Copy out every line from the one containing "of the long" through the end of the records, inclusive, and shift each x and y coordinate in the answers up by 79.

───── Supplied records ─────

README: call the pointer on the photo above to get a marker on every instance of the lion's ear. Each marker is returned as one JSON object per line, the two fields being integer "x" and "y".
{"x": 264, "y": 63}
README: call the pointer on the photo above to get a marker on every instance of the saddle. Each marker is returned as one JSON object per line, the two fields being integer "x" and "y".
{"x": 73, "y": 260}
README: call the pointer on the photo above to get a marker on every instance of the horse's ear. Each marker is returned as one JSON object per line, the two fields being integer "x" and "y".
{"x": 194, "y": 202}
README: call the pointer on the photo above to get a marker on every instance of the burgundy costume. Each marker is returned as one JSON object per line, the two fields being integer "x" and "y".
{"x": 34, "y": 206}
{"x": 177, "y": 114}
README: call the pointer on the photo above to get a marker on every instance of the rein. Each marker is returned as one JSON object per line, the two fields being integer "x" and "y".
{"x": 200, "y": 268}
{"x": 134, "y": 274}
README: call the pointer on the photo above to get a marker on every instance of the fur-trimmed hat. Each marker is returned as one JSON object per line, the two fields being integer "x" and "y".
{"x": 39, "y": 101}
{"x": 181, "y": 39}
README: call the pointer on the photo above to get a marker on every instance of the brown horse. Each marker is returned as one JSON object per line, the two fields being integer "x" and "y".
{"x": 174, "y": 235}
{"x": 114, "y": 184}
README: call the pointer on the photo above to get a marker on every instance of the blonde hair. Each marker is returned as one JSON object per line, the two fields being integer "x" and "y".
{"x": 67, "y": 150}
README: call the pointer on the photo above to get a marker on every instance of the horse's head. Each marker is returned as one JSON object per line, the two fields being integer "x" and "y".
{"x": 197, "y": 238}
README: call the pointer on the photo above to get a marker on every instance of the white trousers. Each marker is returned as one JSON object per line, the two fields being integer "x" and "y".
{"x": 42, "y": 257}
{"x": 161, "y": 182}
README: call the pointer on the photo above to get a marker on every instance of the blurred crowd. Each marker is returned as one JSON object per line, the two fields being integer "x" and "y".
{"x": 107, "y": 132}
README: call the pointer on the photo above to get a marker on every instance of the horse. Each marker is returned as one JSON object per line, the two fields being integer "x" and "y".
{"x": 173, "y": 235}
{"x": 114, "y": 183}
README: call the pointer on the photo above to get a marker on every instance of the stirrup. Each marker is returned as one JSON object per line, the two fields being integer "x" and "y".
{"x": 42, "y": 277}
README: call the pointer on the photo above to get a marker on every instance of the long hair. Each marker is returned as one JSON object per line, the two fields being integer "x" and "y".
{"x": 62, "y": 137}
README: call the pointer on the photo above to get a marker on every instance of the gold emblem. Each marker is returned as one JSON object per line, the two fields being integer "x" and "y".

─────

- Response below
README: call the pointer on the photo above to get a marker on every instance of the long hair. Each marker is returned as one JSON object per line, the two fields being integer "x" and "y".
{"x": 141, "y": 216}
README: call the pointer on the photo above to get a marker on every instance of the gold emblem. Each marker is returned as one JSON object per line, the two fields being integer "x" and "y".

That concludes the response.